■ **What you need to do**: Switch each occurrence of "retail shelf audit system" in the entries below to "store inventory review tool" and leave all other text unchanged.

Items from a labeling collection
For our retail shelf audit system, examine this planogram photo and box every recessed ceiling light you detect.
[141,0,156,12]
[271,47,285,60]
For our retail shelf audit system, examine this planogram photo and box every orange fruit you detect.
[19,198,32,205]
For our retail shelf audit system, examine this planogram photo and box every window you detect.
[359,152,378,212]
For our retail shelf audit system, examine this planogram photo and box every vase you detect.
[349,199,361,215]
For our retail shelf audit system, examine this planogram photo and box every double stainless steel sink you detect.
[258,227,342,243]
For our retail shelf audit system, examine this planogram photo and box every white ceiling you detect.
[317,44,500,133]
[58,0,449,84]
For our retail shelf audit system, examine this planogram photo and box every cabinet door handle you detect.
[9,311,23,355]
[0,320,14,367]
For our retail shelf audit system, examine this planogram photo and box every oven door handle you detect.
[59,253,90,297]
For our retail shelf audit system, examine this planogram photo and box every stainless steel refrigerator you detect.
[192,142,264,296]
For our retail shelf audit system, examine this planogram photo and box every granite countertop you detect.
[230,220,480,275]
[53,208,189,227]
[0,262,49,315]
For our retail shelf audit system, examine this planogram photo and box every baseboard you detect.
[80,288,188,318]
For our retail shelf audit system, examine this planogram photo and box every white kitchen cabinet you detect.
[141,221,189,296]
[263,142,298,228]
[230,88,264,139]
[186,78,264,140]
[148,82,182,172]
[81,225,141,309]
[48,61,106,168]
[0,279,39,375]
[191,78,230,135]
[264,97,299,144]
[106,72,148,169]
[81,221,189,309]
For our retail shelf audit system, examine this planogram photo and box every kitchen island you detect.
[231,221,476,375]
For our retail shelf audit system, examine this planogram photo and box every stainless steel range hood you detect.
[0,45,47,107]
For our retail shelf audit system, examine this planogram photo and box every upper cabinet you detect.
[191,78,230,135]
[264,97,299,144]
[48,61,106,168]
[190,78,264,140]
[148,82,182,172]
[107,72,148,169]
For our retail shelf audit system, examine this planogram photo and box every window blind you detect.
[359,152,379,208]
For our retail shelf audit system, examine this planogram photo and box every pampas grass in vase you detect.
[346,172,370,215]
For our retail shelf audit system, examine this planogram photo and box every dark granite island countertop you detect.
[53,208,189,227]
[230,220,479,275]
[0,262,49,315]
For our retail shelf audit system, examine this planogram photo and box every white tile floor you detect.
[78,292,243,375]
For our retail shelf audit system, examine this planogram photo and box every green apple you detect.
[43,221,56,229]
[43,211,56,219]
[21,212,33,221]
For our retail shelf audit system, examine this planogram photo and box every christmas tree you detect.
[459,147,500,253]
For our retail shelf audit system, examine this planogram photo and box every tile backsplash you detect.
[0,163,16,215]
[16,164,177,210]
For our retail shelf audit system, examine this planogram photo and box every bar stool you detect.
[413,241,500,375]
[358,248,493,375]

■ **Expected answer**:
For our store inventory review tool, examine this planogram photo and box every recessed ceiling light you detect.
[141,0,156,12]
[271,47,285,60]
For our store inventory review tool, examine this planogram photo and box every orange fruit you detect.
[19,198,32,205]
For our store inventory review tool, examine this planogram photo and box every window you detect.
[359,152,378,212]
For our store inventory review tool, examine this planogram photo and box every vase you detect.
[349,199,361,215]
For our store inventory review tool, examine this planogram photo and box every double stainless steel sink you detect.
[258,227,342,243]
For our store inventory review tool, examine this planogram photo and box every white ceiling you detect.
[317,44,500,133]
[58,0,449,84]
For our store inventory review tool, examine this planogram photo and box every cabinet door handle you detect.
[9,311,23,355]
[0,320,14,367]
For our store inventory review tool, examine this planogram photo and box every oven door handle you detect.
[59,253,90,297]
For our store inventory review tool, examine this planogram photo and box every stainless steel refrigerator you detect.
[192,142,264,296]
For our store inventory review tool, examine this planogram photo and box every granite countertop you detect.
[230,220,480,275]
[53,208,189,227]
[0,262,49,315]
For our store inventory review tool, examine this planogram photo and box every baseboard you detect.
[80,288,188,318]
For our store inventory review tool, examine this planogram photo and box every white kitchen cabinet you detect.
[141,221,189,296]
[263,142,298,228]
[230,88,264,139]
[186,78,264,140]
[148,82,182,172]
[81,225,141,309]
[48,61,106,168]
[0,279,39,375]
[191,78,230,135]
[264,97,299,144]
[106,72,148,169]
[81,221,189,309]
For our store inventory review tool, examine this planogram photo and box every kitchen island you detect.
[231,221,476,375]
For our store inventory review tool, examine this planogram photo and box every stainless steel range hood you detect.
[0,45,47,107]
For our store inventory review tool, examine this planogram photo and box every upper cabinet you detect.
[191,78,230,135]
[264,97,299,144]
[48,61,106,168]
[190,78,264,140]
[148,82,182,172]
[107,72,148,169]
For our store inventory review tool, examine this planogram photo and box every window blind you detect.
[359,152,379,208]
For our store inventory review tool, examine this planogram photo and box every pampas grass in vase you detect.
[346,172,370,215]
For our store inventory review tool, examine this planogram photo and box every dark granite island countertop you detect.
[53,208,189,227]
[230,220,479,275]
[0,262,49,315]
For our store inventory review tool, examine this planogram photo and box every white tile floor you detect.
[78,292,243,375]
For our store inventory review tool, examine this planogram photo and box every green apple you detect.
[43,221,56,229]
[43,211,56,219]
[21,212,33,221]
For our store inventory review tool, examine this planogram photo and box every christmas tree you detect.
[459,147,500,253]
For our store inventory review tool, examine this planogram photo and box every tile backsplash you detect.
[0,163,16,215]
[16,164,177,210]
For our store inventory review tool, examine this planogram photo and box every bar stool you detect.
[413,241,500,375]
[358,248,493,375]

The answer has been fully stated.